───── Excerpted records

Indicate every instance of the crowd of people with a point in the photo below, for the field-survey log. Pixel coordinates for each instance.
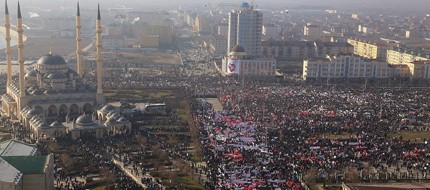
(270, 135)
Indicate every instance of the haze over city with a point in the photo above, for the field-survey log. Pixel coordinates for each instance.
(175, 95)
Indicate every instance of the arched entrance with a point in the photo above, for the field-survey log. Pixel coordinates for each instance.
(39, 109)
(88, 108)
(52, 111)
(64, 110)
(74, 109)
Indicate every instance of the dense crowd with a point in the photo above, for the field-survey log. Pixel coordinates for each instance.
(271, 135)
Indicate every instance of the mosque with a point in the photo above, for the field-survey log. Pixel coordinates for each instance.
(52, 100)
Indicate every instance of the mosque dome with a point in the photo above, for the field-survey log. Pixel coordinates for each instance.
(31, 74)
(111, 120)
(55, 75)
(122, 120)
(51, 59)
(84, 120)
(43, 125)
(107, 108)
(56, 124)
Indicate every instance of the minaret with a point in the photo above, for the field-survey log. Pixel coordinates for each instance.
(7, 38)
(78, 43)
(99, 56)
(20, 55)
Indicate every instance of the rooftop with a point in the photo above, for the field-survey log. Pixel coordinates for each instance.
(15, 148)
(27, 164)
(8, 172)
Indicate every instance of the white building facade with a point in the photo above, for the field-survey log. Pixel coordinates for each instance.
(347, 67)
(245, 29)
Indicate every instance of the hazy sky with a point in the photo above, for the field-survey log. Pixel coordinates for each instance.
(399, 5)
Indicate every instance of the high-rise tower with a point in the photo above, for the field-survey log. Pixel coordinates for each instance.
(99, 57)
(79, 68)
(7, 39)
(245, 29)
(20, 54)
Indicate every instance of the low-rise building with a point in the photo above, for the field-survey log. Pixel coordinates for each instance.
(20, 169)
(405, 56)
(111, 42)
(239, 63)
(419, 69)
(304, 49)
(370, 49)
(347, 67)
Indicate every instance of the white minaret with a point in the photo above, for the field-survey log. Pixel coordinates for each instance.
(20, 55)
(99, 57)
(7, 39)
(79, 68)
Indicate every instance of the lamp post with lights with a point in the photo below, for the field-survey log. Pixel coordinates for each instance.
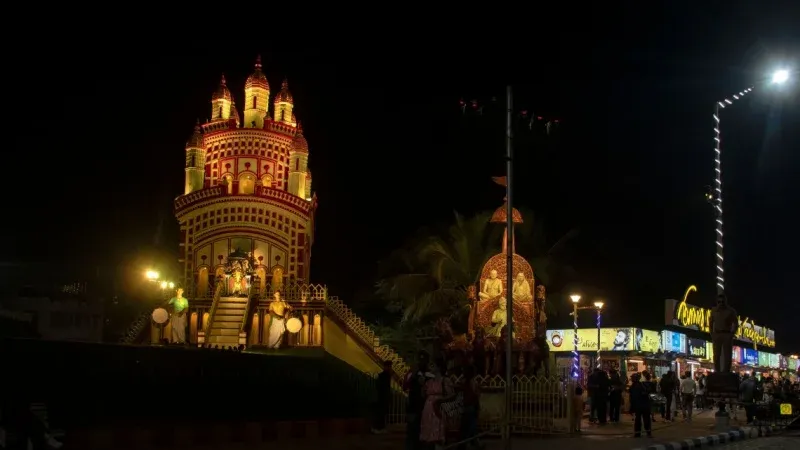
(714, 195)
(598, 305)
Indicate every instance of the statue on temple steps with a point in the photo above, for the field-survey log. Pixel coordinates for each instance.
(724, 322)
(492, 287)
(521, 291)
(499, 319)
(278, 314)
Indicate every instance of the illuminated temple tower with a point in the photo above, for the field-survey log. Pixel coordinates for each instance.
(248, 189)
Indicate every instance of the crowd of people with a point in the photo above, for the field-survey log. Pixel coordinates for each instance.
(671, 397)
(433, 398)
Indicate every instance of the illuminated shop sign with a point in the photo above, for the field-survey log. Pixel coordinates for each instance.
(683, 314)
(696, 348)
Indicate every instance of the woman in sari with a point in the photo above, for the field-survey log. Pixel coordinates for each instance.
(438, 389)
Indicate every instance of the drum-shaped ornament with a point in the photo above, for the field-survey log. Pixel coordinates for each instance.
(160, 316)
(294, 325)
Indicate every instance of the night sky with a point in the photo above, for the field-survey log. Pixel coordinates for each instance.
(98, 154)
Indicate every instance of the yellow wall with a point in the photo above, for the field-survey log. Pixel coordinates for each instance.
(342, 346)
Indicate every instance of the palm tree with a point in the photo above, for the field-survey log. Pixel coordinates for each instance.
(438, 270)
(545, 256)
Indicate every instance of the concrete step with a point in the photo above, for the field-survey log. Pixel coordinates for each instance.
(231, 318)
(226, 340)
(224, 332)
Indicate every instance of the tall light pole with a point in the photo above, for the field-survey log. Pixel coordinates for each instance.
(575, 361)
(509, 258)
(599, 306)
(715, 196)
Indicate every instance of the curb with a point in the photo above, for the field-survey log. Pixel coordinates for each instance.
(737, 434)
(185, 436)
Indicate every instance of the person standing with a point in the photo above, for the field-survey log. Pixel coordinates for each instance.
(180, 305)
(383, 386)
(640, 406)
(615, 396)
(688, 391)
(601, 395)
(471, 391)
(748, 392)
(413, 386)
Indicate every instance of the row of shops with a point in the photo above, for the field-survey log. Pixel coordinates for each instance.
(631, 350)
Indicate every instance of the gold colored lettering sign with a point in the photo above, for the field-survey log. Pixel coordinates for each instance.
(691, 316)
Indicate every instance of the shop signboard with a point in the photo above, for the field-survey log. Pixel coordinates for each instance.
(673, 342)
(686, 315)
(697, 348)
(750, 357)
(763, 359)
(737, 355)
(611, 339)
(773, 361)
(647, 340)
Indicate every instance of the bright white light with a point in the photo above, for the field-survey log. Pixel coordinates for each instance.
(780, 76)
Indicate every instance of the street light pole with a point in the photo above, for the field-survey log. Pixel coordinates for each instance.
(509, 259)
(575, 359)
(599, 306)
(715, 196)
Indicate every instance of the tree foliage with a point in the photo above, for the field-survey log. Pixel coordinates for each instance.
(429, 278)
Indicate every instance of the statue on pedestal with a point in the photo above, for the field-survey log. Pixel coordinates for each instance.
(180, 306)
(492, 287)
(521, 291)
(724, 322)
(278, 314)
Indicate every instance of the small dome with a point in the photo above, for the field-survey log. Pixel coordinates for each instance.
(284, 95)
(257, 79)
(501, 215)
(222, 92)
(299, 144)
(196, 139)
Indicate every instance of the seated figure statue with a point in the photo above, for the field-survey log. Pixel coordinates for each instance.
(521, 291)
(492, 287)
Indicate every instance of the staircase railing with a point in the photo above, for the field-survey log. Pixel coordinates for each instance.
(245, 316)
(367, 335)
(212, 312)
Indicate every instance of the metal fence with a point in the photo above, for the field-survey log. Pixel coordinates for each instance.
(538, 405)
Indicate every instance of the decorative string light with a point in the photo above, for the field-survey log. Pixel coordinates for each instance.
(715, 196)
(575, 359)
(598, 337)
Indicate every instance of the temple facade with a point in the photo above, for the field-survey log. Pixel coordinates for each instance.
(247, 189)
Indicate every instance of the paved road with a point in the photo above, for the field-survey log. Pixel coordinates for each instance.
(770, 443)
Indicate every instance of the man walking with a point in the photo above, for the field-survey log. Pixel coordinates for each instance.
(688, 391)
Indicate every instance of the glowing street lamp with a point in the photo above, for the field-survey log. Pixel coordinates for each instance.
(780, 76)
(575, 362)
(599, 306)
(714, 195)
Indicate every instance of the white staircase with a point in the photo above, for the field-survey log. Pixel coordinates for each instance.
(227, 321)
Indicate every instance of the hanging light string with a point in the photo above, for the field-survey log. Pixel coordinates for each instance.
(715, 196)
(575, 362)
(598, 338)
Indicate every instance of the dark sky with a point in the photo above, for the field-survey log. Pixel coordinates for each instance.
(101, 125)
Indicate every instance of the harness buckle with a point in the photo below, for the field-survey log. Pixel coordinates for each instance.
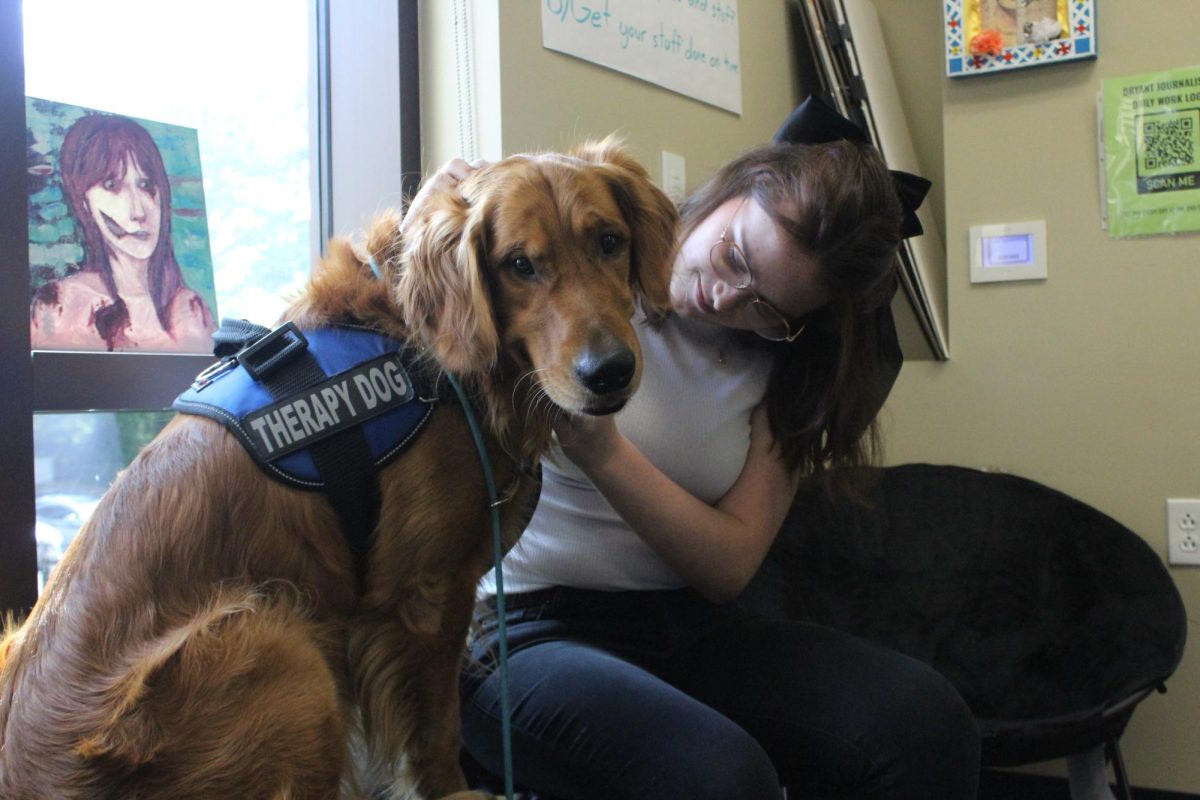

──────────

**What the task asks**:
Please set down each line of the data above exactly as written, without the pictures.

**Written solution**:
Indicate every instance of the crowd of people with a point in the photo below, for the field-survey log. Pixel coordinates for each instance.
(270, 135)
Indicate every instance of the haze over city with a point in the photo above, for the field-survey log. Pixel coordinates for each instance.
(175, 95)
Indicate every instance of the arched entrance with a point in the photo above, for the field-survey log. Pixel coordinates for each instance.
(39, 109)
(88, 108)
(52, 111)
(64, 110)
(74, 109)
Indicate every instance of the dense crowd with a point in the photo above, for the field-survey log. Pixel coordinates for each instance.
(271, 135)
Indicate every instance of the mosque with a point in the photo above, for the field-survey log. Pixel coordinates for each instance.
(52, 100)
Indicate every instance of the mosque dome with a point in the photo above, for the field-survey log. Pixel coordinates for each instance.
(31, 74)
(111, 120)
(55, 75)
(122, 120)
(51, 59)
(84, 120)
(43, 125)
(107, 108)
(56, 124)
Indicate every instance of the minaret with a point in the photo above, for the field-survey log. Pixel coordinates for each instance.
(7, 38)
(78, 43)
(99, 56)
(20, 55)
Indicate every instance of the rooftop with a point in the photo above, for the field-survey log. Pixel coordinates for each instance.
(15, 148)
(27, 164)
(8, 172)
Indicate every instance of the white building facade with a point in the photo above, for the field-survey log. Pixel coordinates for each instance.
(347, 67)
(245, 29)
Indicate every instance of the hazy sky with a point in the photo above, for the field-survey log. Pixel coordinates for each instance.
(399, 5)
Indicate every instance of the high-rise tower with a point in the photo above, for the field-survey log. Pixel coordinates for each instance.
(99, 57)
(79, 68)
(7, 39)
(245, 29)
(20, 54)
Indicate every instance of the low-rise building with a point in the photo above, for the field-survey log. Pixel coordinates for each instance.
(20, 169)
(405, 56)
(111, 42)
(239, 63)
(419, 69)
(304, 49)
(370, 49)
(347, 67)
Indicate every instance of the white minaret with a point in the photo above, for the field-survey log. Pixel coordinates for each instance.
(20, 55)
(99, 57)
(7, 39)
(79, 68)
Indicate every instance of the lamp post with lights with a point in the photo below, for the field-survey log. Pixel coordinates for each instance.
(714, 195)
(598, 305)
Indicate every instance of the statue on temple steps with a point in the photo above, for the field-survey log. Pixel coordinates for each instance.
(724, 322)
(492, 287)
(521, 291)
(499, 319)
(278, 314)
Indicate every instance of the illuminated temple tower with a point in the photo above, for the field-survey log. Pixel coordinates for each instance.
(248, 189)
Indicate every instance of the crowd of people with a point in the photo above, for the field-survey log. Pixel coordinates for each instance.
(671, 397)
(433, 398)
Indicate every instance of the illuminated shop sign with a point in the photo above, for the field-survey log. Pixel coordinates for each instance.
(683, 314)
(696, 348)
Indicate every instance of the woman in sari with a point in the photo above, for the field-survey log. Pixel coordinates for each instance.
(438, 389)
Indicate every instance of the drum-shaped ornament with a point in the photo above, for the field-survey log. Pixel coordinates for each instance.
(160, 316)
(294, 325)
Indicate every instance of the night sky with a point in the photo above, for the field-survey log. Pixel coordinates for each instance.
(98, 154)
Indicate every instance of the yellow wall with a point in the photo above, for the field-survey log. Pixel coordinates for each instance.
(342, 346)
Indicate every instance of the palm tree with a point in the photo above, for the field-survey log. Pixel coordinates for each instance.
(438, 270)
(545, 256)
Indicate every instance of the concrete step with a point in the photo above, for the field-survey log. Pixel coordinates for each instance.
(231, 318)
(226, 340)
(224, 332)
Indicate every instance of the tall light pole with a point in the photo above, for the field-survey log. Pixel coordinates for each instance.
(575, 361)
(509, 258)
(599, 306)
(715, 196)
Indicate every instance of the curb with a point in the photo above, for the field-survey log. Pixel coordinates for each instance.
(737, 434)
(185, 436)
Indicate every instance of the person standing with a point in the photo above, for the field-survey log. Pixel coordinates for each instance.
(180, 305)
(383, 386)
(640, 406)
(615, 396)
(688, 391)
(601, 395)
(471, 391)
(748, 392)
(413, 386)
Indicate every instance of the row of shops with a point in the photo above, for the field-survey log. Pixel coordinates for each instance.
(631, 350)
Indicate every instance of the gold colored lettering sign with a point in the photo above, for the field-survey log. Pixel coordinates for each instance.
(691, 316)
Indicate every instance of the shop signboard with a point in the photo above, for the field-survey log. Pixel coordinates for each instance.
(673, 342)
(686, 315)
(697, 348)
(750, 357)
(763, 359)
(737, 355)
(611, 339)
(773, 361)
(647, 340)
Indicate every instance of the bright white light with a point in the photo above, for the field-survey log. Pixel coordinates for each instance.
(780, 76)
Indicate every instance of the street light pole with a point in the photo above, for the field-survey log. Pixel coordinates for each instance.
(509, 259)
(575, 359)
(599, 306)
(715, 196)
Indicate every instance of the tree foliage with a point in the photo above, for the field-survey log. Pixel coordinates for each instance.
(429, 278)
Indicate every instance of the statue on pedestal with a point in the photo above, for the field-survey log. Pixel coordinates for each instance.
(180, 306)
(492, 287)
(521, 291)
(724, 322)
(278, 314)
Indicate every instance of the small dome with a point in the photo above, for the field-survey log. Pixel coordinates for each instance.
(284, 95)
(257, 79)
(501, 215)
(222, 92)
(299, 144)
(196, 139)
Indicate every instance of the seated figure statue with a point in the photo above, for the field-survey log. Pixel coordinates for each instance.
(521, 291)
(492, 287)
Indicate every instance of the staircase railing with a point in the photo above, for the field-survey log. Pixel coordinates for each instance.
(245, 316)
(367, 335)
(212, 312)
Indicate every instance of the metal fence with a point in the photo above, for the field-survey log. Pixel coordinates for each instance.
(538, 405)
Indicate every instance of the decorative string light with a point in the photo above, for the field-survey log. Pixel coordinates for each instance.
(715, 196)
(575, 359)
(598, 337)
Indicate every instance of the temple facade with a point in the photo above, for the field-survey log. Pixel coordinates for each instance.
(247, 189)
Indicate every instance of the paved road with a point in the photo above, for the field-survey log. Pixel coordinates for each instance.
(770, 443)
Indicate every instance of the man walking with a point in the photo above, for the field-survey log. Pixel coordinates for each instance.
(688, 391)
Indicate every instance of the glowing street lamp with a point in the photo above, for the field-survey log. Pixel coordinates for each instance.
(780, 76)
(575, 362)
(599, 306)
(714, 195)
Indicate every instance of the white staircase with a point in the photo above, for the field-survey log. Pixel coordinates for each instance.
(227, 321)
Indicate every instance of the hanging light string with a point in the photo above, for the field-survey log. Pixel coordinates for each instance.
(715, 196)
(575, 362)
(598, 338)
Indicate every instance of the dark sky with a point in the photo above, for the field-survey log. Pixel coordinates for each instance.
(101, 125)
Indicate every instance of the harness buckle with a point in the photo below, for the field-survey log. Pixel coordinates for each instance.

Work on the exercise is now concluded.